Only what runs from the line with "Exercise. Tag every instance of the log" to the final line of the records below should be given again, word for word.

START Material for the task

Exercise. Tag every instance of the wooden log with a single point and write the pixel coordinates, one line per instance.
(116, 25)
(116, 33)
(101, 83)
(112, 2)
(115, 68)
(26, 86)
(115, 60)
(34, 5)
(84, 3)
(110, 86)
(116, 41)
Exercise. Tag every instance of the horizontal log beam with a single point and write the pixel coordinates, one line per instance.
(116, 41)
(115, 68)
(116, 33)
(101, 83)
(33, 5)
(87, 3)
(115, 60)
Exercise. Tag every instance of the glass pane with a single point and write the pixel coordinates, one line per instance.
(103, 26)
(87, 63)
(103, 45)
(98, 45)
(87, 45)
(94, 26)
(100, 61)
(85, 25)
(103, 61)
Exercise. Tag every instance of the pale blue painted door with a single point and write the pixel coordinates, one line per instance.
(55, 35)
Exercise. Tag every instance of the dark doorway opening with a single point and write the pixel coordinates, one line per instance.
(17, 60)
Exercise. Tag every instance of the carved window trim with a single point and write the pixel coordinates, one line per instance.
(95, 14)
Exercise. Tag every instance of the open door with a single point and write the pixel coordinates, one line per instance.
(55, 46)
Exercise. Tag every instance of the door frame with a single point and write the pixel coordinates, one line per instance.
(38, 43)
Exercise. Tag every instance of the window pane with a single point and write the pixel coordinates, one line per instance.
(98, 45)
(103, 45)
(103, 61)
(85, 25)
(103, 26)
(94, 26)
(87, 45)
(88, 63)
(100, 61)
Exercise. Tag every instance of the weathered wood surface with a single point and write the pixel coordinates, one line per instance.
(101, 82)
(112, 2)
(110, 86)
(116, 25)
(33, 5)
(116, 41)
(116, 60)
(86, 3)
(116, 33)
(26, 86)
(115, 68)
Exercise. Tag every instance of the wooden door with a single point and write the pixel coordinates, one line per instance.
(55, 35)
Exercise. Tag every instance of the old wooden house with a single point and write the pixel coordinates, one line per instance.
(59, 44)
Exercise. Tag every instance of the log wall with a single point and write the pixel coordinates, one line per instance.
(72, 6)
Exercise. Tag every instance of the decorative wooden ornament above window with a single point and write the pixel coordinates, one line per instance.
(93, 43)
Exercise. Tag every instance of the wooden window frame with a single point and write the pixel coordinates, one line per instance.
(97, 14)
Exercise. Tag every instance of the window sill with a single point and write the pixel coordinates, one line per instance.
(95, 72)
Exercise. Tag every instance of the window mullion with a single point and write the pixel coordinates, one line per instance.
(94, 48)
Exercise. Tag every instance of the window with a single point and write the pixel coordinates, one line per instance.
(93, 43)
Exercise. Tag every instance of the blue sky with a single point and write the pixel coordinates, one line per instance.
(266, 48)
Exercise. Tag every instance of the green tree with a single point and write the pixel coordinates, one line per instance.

END Material for the task

*Written solution:*
Exercise. Tag every instance of the log wall with a single point and write the pixel coordinates, one line per instance.
(72, 6)
Exercise. Tag every instance of the decorative wooden ornament above window with a single point and write the pixel coordinates, one line per instance.
(93, 43)
Exercise. Tag every instance of the wooden window frame with a single point and write the pixel coordinates, one line per instance.
(97, 14)
Exercise. Tag every instance of the window sill with a single point and write the pixel coordinates, one line per instance.
(95, 72)
Exercise. Tag every instance of the window mullion with a single point and write the pixel coordinates, one line per instance.
(94, 48)
Exercise. Tag every instance of the window with a single point and write the pixel coordinates, one line per instance.
(93, 43)
Exercise. Tag every instance of the blue sky with a single point and write the pixel coordinates, one line per instance.
(266, 48)
Exercise. Tag every instance of the green tree with a single point and write the pixel coordinates, one line per instance.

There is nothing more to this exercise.